## [Problems to solve]
(1) Please print the COVID-19 spectroscopy passage starting at "Nasopharyngeal and oropharyngeal" and ending at "the Supplementary Information.".
(2) Condense the paragraph of the COVID-19 spectroscopy passage that opens "Nasopharyngeal and oropharyngeal swab samples" into a short bulleted list that keeps its main facts.
[[ Passage open ]]
Emerging optical methods have been proposed for the detection of virus diseases [9]. Such methods usually detect labeled samples or use laser-based expensive and complex measurement techniques [9]. However, efforts to implement fast and sensitive diagnostic approaches have emerged in response to the current health crisis, as key steps to control the pandemic as well as part of reopening strategies [10]. Although the combination of RT-qPCR and serological tests such as ELISA are ideal for an accurate diagnosis, the detection of antibodies is particularly relevant during later transmission [11]. Thus, a fast and label-free methodology for COVID-19 diagnosis during the first days after infection is desirable.

Here, we report the use of a patent-pending [12,13,14] label-free optical spectroscopic method of straightforward operation, combined with machine learning (ML) processing of the acquired spectroscopic data, as a new diagnostic method of SARS-CoV-2. Using inactivated nasopharyngeal swab samples from RT-qPCR tested individuals, as well as inactivated tracheal aspirate from intubated patients, we show that this patent-pending multiplex method can be used to detect diseased individuals in less than 15 min, with elevated accuracy, and at a very low cost.

Methods

Study design and overview

We investigated whether optical spectroscopy data of nasopharyngeal swab and tracheal aspirate samples could be effectively used to detect SARS-CoV-2 infection with the aid of machine learning methods and without the use of biomarkers, in a fast and accurate way. Figure 1 shows an overview of the study process, divided into four steps: participant recruitment, collection of nasopharyngeal swab or tracheal aspirate samples, optical spectroscopy, and machine learning modeling.

Fig. 1
figure 1

Overview of the study process. a Enrollment. b Collection of nasopharyngeal swab or tracheal aspirate samples. c Optical spectroscopy measurements. d The algorithm was trained to predict the probability of a patient by COVID-19

Participant recruitment

The samples used in this research were collected from nasopharynx swabs of 152 patients suspected of SARS-CoV-2 infection, from asymptomatic individuals and from mildly symptomatic non-hospitalized patients. In addition, tracheal aspirate samples from 12 healthy patients and 12 critically ill COVID-19 patients, aged from 18 to 80 years old, 14 males and 10 females, under mechanical ventilation at the Intensive Care Unit of Risoleta Tolentino Neves Hospital were also studied.

The use of these samples was approved by the Ethical Committee (CAAE: 32,113,420.6.0000.5149; 1,686,320.0.0000.5149) from Universidade Federal de Minas Gerais (UFMG). Sensitive information was duly anonymized. All procedures followed ethical guidelines in accordance with Brazilian national regulations.

Collection of nasopharyngeal swab samples

Nasopharyngeal and oropharyngeal swab samples were collected from participants by inserting a rayon swab with a plastic shaft into the nostril, parallel to the palate, and gently scraped for a few seconds to absorb secretions. Another swab was shafted into the tonsils for sample collection. Next, the swabs were immediately merged into a sterile tube containing 2 mL of guanidine isothiocyanate solution. RNA extracted from all samples was tested by RT-qPCR using probes for viral and human genes. RT-qPCR was performed at the Vaccine Technology Center (CTVacinas) of the Universidade Federal de Minas Gerais to allow a definitive diagnosis of SARS-CoV-2 infection. Ground truth categorization of swab samples into negative (78) versus positive (74) SARS-CoV-2 infection was based on PCR results. Further details of the RT-qPCR results can be found in the Supplementary Information.
[[ Passage closed ]]
[[ Provided information open ]]
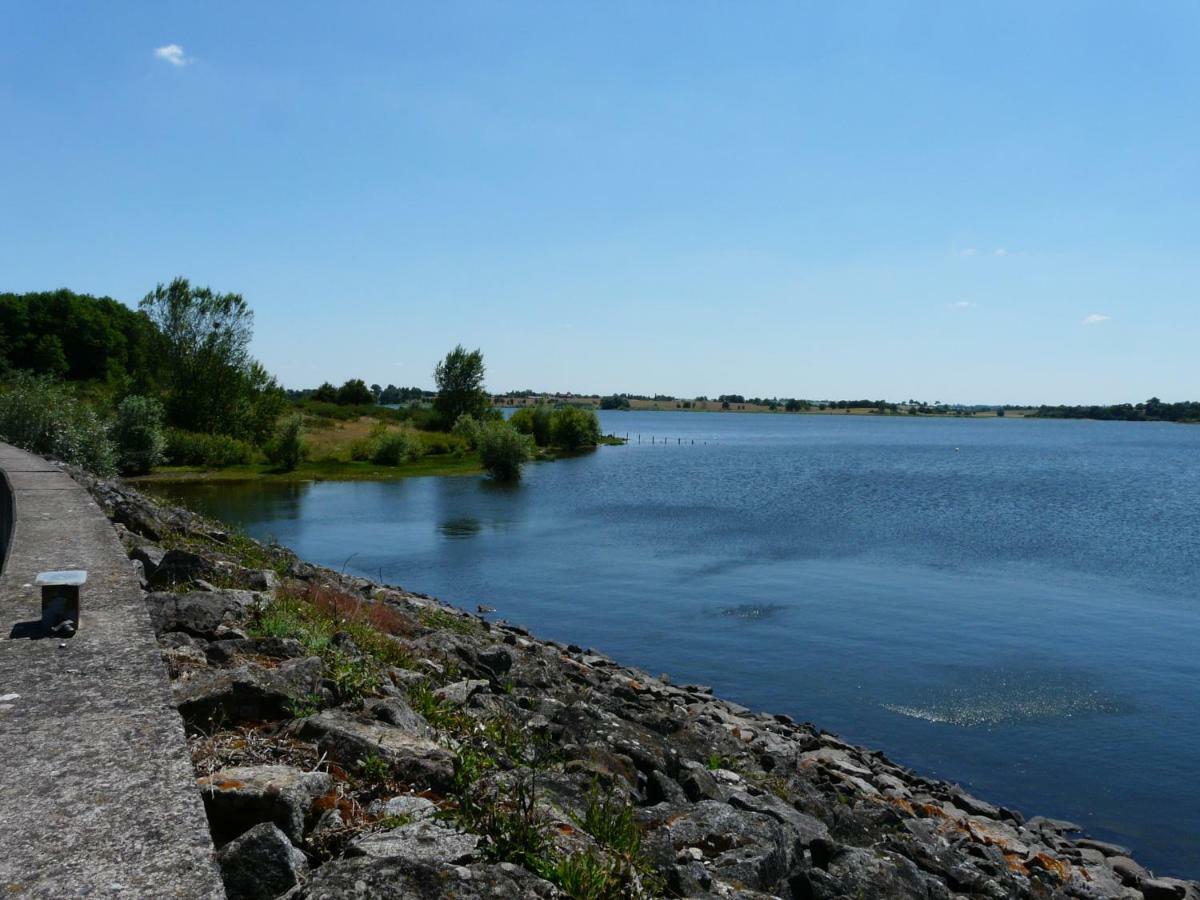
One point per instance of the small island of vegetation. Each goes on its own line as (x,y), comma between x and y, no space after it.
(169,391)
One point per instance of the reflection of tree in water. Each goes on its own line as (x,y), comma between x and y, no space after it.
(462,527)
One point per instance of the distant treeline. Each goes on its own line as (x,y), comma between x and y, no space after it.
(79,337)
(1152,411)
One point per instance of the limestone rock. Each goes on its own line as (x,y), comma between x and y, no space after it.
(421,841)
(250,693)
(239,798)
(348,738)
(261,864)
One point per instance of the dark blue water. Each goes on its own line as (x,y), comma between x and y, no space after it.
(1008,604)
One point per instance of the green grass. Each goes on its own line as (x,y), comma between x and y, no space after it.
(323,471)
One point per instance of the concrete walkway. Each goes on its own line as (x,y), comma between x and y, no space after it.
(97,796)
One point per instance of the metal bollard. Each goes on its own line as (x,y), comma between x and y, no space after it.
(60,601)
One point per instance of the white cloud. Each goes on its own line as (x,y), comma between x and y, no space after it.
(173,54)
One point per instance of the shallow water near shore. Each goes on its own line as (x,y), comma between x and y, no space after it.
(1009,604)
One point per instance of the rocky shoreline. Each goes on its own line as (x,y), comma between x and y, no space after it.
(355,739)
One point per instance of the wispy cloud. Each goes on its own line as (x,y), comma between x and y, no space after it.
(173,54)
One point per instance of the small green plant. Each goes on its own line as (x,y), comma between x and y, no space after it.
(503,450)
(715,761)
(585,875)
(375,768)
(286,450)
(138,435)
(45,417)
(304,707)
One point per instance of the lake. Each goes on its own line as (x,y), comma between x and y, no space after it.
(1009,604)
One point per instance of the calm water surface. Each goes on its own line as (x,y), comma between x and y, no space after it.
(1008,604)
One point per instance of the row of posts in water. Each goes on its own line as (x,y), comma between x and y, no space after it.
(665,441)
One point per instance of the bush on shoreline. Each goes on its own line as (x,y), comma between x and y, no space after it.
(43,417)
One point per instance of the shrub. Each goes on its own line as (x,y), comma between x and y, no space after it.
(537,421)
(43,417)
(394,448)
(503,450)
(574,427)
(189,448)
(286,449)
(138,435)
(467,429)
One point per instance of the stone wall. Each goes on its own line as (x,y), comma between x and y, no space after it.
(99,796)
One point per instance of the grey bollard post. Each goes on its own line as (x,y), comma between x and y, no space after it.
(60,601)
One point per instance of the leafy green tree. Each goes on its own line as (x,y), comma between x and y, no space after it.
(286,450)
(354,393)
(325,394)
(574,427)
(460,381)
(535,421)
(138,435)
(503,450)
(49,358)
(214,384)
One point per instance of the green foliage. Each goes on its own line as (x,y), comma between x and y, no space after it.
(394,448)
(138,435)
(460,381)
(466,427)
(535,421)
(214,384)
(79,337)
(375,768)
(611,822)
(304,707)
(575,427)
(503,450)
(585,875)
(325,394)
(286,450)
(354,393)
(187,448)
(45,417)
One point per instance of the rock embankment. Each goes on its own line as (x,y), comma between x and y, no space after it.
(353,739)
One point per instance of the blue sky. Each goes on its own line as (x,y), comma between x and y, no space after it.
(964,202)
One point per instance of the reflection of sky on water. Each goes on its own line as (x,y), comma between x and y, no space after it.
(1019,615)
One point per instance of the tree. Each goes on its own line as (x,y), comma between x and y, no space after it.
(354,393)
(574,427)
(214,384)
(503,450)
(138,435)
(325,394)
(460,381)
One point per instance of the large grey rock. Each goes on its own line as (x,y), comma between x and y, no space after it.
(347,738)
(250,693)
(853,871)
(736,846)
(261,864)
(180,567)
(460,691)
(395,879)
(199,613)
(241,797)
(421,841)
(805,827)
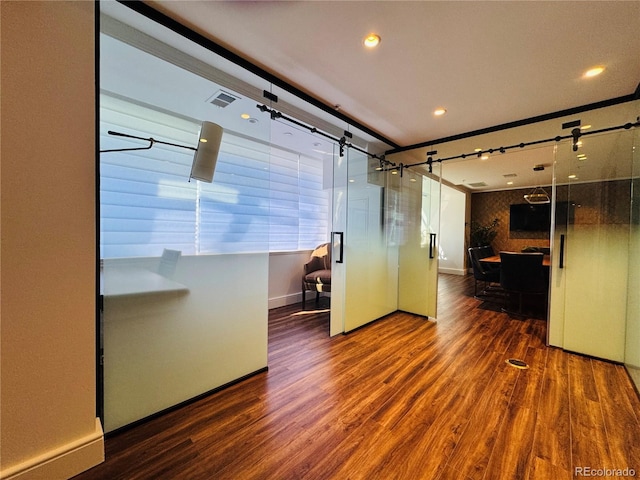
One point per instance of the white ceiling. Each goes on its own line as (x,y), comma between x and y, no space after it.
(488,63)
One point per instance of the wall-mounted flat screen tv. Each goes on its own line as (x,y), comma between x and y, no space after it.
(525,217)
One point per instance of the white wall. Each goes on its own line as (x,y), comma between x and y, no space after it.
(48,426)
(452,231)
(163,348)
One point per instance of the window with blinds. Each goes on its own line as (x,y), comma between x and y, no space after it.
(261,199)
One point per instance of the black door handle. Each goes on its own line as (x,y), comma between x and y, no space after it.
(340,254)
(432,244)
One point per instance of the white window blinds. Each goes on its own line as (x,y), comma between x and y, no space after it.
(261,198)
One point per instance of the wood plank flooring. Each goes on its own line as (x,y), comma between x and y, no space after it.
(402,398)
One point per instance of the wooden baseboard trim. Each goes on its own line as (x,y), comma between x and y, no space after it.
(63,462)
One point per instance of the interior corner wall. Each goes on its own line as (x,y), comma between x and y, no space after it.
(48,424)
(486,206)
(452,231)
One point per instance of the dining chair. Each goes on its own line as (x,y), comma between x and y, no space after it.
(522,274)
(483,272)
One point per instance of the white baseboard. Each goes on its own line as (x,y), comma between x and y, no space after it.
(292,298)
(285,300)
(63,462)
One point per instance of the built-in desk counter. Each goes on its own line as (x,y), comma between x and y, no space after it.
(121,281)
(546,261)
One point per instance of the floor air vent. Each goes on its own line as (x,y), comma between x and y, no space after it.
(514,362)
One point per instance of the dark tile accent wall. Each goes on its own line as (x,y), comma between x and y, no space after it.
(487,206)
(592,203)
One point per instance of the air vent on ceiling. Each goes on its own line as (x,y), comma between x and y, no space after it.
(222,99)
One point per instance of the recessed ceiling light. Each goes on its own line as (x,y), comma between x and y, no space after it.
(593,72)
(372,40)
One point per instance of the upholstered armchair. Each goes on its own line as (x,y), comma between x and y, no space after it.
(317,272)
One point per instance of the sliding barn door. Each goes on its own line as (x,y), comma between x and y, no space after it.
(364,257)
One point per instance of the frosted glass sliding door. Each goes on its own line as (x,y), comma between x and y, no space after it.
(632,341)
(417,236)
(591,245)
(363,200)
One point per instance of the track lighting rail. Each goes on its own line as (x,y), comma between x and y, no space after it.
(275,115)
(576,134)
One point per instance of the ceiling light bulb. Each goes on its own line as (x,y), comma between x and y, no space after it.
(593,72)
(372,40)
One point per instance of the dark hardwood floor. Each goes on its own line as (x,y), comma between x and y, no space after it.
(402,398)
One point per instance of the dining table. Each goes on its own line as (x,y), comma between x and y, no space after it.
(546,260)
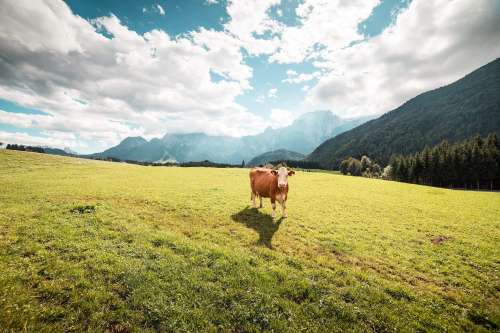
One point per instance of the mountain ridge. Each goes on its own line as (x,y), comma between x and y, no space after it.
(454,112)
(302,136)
[[ Provided information closed ]]
## [List of solutions]
(1)
Nasopharyngeal and oropharyngeal swab samples were collected from participants by inserting a rayon swab with a plastic shaft into the nostril, parallel to the palate, and gently scraped for a few seconds to absorb secretions. Another swab was shafted into the tonsils for sample collection. Next, the swabs were immediately merged into a sterile tube containing 2 mL of guanidine isothiocyanate solution. RNA extracted from all samples was tested by RT-qPCR using probes for viral and human genes. RT-qPCR was performed at the Vaccine Technology Center (CTVacinas) of the Universidade Federal de Minas Gerais to allow a definitive diagnosis of SARS-CoV-2 infection. Ground truth categorization of swab samples into negative (78) versus positive (74) SARS-CoV-2 infection was based on PCR results. Further details of the RT-qPCR results can be found in the Supplementary Information.

(2)
- Nasopharyngeal and oropharyngeal swab samples were collected from participants.
- A rayon swab with a plastic shaft was inserted into the nostril, parallel to the palate, and gently scraped for a few seconds to absorb secretions.
- A second swab took a sample from the tonsils.
- Both swabs went at once into a sterile tube holding 2 mL of guanidine isothiocyanate solution.
- RNA extracted from all samples was tested by RT-qPCR with probes for viral and human genes.
- RT-qPCR was run at the Vaccine Technology Center (CTVacinas) of the Universidade Federal de Minas Gerais to give a definitive diagnosis.
- PCR results sorted the swab samples into 78 negative and 74 positive.
- More RT-qPCR details are in the Supplementary Information.